• _What needs to be done_: Look for the line with "of the shrub" in the entries below, then extract that line and all lines after it exactly, with pictures left out.

• _Given records_:
::::::::::
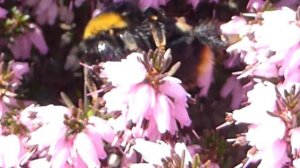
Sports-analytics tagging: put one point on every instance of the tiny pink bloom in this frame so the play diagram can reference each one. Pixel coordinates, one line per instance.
(38, 40)
(122, 74)
(145, 4)
(256, 112)
(295, 143)
(163, 105)
(38, 163)
(234, 26)
(78, 3)
(255, 132)
(296, 163)
(21, 48)
(3, 13)
(234, 88)
(10, 150)
(255, 4)
(274, 155)
(153, 152)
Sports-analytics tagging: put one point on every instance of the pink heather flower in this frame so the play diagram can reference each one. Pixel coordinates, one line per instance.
(153, 153)
(270, 52)
(194, 3)
(21, 48)
(256, 112)
(205, 71)
(296, 163)
(161, 107)
(295, 136)
(271, 149)
(3, 13)
(145, 4)
(274, 155)
(66, 14)
(46, 12)
(78, 3)
(234, 88)
(19, 69)
(236, 26)
(10, 152)
(274, 23)
(293, 4)
(255, 4)
(82, 149)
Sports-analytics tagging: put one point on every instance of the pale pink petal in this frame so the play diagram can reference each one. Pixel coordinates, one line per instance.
(38, 163)
(263, 130)
(117, 98)
(52, 13)
(96, 138)
(61, 153)
(103, 128)
(152, 132)
(255, 4)
(138, 105)
(78, 3)
(274, 155)
(179, 149)
(194, 3)
(43, 6)
(12, 149)
(234, 26)
(295, 139)
(86, 150)
(31, 2)
(181, 115)
(296, 163)
(37, 39)
(161, 113)
(25, 45)
(142, 165)
(172, 87)
(19, 69)
(152, 152)
(3, 13)
(127, 72)
(145, 4)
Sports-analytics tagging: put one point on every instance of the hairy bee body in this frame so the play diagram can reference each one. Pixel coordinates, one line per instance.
(123, 29)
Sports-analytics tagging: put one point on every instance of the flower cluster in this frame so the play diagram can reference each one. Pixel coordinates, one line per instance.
(267, 42)
(135, 77)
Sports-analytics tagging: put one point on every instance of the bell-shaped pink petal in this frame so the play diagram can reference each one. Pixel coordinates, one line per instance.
(86, 150)
(19, 69)
(52, 13)
(274, 155)
(181, 115)
(38, 163)
(138, 105)
(162, 113)
(38, 40)
(127, 72)
(234, 26)
(3, 13)
(43, 6)
(295, 143)
(12, 147)
(103, 128)
(61, 153)
(78, 3)
(96, 138)
(172, 87)
(152, 152)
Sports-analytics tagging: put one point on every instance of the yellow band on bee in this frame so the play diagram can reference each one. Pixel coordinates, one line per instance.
(104, 22)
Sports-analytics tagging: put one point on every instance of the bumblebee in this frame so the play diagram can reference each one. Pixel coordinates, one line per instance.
(122, 28)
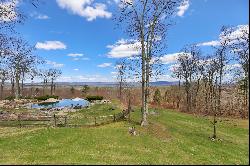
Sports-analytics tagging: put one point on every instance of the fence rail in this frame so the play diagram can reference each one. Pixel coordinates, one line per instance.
(62, 121)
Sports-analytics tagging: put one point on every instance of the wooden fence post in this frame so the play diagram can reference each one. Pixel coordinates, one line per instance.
(55, 119)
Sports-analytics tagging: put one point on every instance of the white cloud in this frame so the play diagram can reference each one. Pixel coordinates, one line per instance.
(51, 45)
(166, 77)
(85, 8)
(105, 65)
(169, 58)
(124, 48)
(54, 64)
(75, 55)
(210, 43)
(86, 78)
(39, 16)
(183, 8)
(238, 31)
(8, 10)
(85, 59)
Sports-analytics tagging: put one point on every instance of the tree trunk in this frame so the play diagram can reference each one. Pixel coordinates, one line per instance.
(143, 108)
(12, 87)
(51, 87)
(22, 84)
(17, 93)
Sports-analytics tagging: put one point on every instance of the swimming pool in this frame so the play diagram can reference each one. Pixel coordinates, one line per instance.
(63, 103)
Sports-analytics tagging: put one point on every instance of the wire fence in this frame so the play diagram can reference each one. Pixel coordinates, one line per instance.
(62, 121)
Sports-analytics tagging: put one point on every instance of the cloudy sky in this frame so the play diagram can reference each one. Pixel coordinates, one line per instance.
(79, 36)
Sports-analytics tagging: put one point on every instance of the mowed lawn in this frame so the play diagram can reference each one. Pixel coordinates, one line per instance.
(171, 138)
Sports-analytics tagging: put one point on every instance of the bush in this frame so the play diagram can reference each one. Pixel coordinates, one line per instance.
(10, 98)
(91, 98)
(46, 97)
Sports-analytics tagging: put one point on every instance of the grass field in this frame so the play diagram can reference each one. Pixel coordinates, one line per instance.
(171, 138)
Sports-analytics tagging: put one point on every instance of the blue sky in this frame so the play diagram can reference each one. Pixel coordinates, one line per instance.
(79, 36)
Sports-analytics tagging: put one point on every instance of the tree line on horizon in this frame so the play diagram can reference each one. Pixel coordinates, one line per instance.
(18, 62)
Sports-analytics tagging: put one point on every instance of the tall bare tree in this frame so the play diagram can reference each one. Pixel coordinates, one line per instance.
(146, 22)
(20, 59)
(53, 74)
(121, 67)
(187, 70)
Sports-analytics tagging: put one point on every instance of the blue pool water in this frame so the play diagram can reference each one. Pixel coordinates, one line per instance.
(63, 103)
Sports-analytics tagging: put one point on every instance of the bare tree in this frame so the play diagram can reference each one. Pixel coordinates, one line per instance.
(4, 75)
(121, 67)
(240, 48)
(187, 69)
(53, 74)
(146, 22)
(21, 59)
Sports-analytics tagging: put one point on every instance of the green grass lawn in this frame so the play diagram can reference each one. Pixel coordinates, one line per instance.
(171, 138)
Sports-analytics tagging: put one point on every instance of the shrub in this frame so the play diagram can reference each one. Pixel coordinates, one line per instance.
(46, 97)
(91, 98)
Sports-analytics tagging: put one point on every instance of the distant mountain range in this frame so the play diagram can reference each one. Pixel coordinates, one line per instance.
(104, 84)
(112, 84)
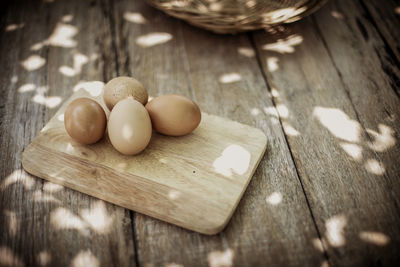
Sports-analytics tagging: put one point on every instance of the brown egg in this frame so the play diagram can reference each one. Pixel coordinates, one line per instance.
(129, 127)
(174, 115)
(120, 88)
(85, 120)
::::::::::
• _Result of the task_:
Sports-analytics tagging: put one point on every instance of the shrub in this frame so the play diagram can reference each one. Pixel coordinates, one line per instance.
(46, 97)
(91, 98)
Sports-analytics tagging: put one point on every instance of the distant mountain range in this frame so the play diagram can reference each one. Pixel coordinates, one line per instance.
(104, 84)
(112, 84)
Sports-analytics tagging: put one point on every instance of the brown egg in this frame so the play diagram can reference each one. Pixel coordinates, one line per instance.
(129, 127)
(174, 115)
(120, 88)
(85, 120)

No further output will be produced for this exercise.